Juergen, I'm not sure if this is a little typo or whatever, but I think _a lot_ of persons first write without instrument and then use a piano or whatever to verify.

I like to write on paper. I can cross out, underline, draw, use colors, and there is a tactile contact I like to have. I tend to write not-so-properly (I can read myself, others have difficulties) and don't write out _everything_ (eg. if there is a pedal note, I won't write it until the end, and so on).

Even I, mediocre student (not even in composition at the moment), would lose something if I had to write directly on computer, using an ugly and sterile interface, directly typing a finished product.

But the point about efficiency is a very good one. I personally don't care about efficiency (Dutilleux seem to be a not so efficient composer !), and don't think I'll ever compose music for a living (even if I'm very serious about composing, I'd prefer to make a living as an instrumentalist and be totally free in my composing work), so I take my time and don't use anti-poetic devices q:

An other point against using notation software, which is more general, is that I'm a free man and don't want to be dependent of any software or software editor to create something. 
Dependence itself is fine and unavoidable until a certain point. But with a pencil, an eraser and some paper I'm free, with most of the softwares I already have a canvas. That's why I'm considering learning to use Lilypond, where you really do what you want.
That's the same mentality which makes me being very mistrustful about e-books, IPad, and so on. 
It's fine to have tools but I don't want to be dependent of them.


----------



## juergen

Of course, the usual way to compose is to sit at the piano and improvise until something useful comes out. But this method always leads to the effect that the compositions will reach maximum the level what the composer is able to play.

Composing through improvisation, that's what the composers of the past centuries have done long enough. If we continue with this method, I don't think we will hear anything substantially new.

The last century was marked by the search for composition options outside of tonality. I think this search can be considered completed. So, what comes next? What will be the future methods to compose be?

▶ Region labeling records:
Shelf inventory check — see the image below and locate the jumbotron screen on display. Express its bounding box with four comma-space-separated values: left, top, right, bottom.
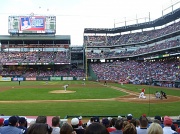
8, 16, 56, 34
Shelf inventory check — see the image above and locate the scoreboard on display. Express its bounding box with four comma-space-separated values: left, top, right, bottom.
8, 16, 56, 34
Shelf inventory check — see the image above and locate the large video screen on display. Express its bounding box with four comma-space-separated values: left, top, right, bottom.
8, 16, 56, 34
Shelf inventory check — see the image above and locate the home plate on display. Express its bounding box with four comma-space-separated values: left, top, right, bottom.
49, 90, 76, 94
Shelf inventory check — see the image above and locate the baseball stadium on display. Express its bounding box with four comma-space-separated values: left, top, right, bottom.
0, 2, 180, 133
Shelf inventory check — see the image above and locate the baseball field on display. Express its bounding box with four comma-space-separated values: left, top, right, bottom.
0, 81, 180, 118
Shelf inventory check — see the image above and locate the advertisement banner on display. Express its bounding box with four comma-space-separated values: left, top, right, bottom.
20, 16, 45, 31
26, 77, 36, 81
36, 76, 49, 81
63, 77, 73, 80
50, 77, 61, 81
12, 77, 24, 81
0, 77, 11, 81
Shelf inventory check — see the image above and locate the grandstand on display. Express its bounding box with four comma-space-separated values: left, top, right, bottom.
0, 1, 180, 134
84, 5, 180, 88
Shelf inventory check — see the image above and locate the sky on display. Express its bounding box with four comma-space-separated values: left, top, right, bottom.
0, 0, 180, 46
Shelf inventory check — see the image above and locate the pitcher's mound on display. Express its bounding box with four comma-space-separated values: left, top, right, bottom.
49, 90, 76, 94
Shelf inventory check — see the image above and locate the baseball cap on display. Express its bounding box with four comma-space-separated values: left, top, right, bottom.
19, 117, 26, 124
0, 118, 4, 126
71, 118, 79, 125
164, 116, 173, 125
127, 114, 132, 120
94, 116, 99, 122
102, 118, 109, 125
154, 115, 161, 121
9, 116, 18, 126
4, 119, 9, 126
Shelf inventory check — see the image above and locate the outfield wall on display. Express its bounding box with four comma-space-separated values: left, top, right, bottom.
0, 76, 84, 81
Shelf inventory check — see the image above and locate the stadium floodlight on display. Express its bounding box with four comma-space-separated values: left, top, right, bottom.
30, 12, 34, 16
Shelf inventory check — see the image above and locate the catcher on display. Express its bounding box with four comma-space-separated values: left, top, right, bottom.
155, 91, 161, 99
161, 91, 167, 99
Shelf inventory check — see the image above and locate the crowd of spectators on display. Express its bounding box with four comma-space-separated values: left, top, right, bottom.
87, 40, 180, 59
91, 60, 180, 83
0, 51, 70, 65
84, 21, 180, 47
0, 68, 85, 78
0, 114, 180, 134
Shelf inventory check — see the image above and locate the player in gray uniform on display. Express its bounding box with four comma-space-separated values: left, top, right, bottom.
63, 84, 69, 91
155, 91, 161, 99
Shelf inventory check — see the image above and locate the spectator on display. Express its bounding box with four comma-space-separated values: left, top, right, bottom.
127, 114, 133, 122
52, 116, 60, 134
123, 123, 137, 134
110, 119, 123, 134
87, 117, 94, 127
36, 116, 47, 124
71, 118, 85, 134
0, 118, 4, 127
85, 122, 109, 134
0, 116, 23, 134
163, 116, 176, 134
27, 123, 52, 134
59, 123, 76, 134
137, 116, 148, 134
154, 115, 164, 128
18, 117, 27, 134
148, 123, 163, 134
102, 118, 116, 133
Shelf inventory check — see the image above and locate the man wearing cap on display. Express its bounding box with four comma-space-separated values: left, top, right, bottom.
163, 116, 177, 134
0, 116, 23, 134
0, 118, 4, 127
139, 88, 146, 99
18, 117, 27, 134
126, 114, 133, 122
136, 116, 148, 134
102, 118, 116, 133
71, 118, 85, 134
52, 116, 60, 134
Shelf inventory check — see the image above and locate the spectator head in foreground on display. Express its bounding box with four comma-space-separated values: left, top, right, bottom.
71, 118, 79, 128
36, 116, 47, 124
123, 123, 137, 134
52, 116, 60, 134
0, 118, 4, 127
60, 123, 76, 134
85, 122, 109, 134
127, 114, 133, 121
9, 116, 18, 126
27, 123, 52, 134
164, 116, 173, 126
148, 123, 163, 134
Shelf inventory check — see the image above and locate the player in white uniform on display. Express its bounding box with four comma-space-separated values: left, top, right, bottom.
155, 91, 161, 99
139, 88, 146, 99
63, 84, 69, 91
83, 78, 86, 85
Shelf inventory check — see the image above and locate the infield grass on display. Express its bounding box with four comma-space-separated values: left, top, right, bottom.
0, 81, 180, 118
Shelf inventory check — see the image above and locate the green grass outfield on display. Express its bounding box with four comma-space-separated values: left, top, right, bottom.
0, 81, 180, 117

▶ What this exercise asks:
1. According to the thread, what four things can the writer do when writing on paper?
2. Can you write out the part of the thread starting at "Of course, the" and ending at "able to play."?

▶ Results in order:
1. Cross out, underline, draw, and use colors.

2.
Of course, the usual way to compose is to sit at the piano and improvise until something useful comes out. But this method always leads to the effect that the compositions will reach maximum the level what the composer is able to play.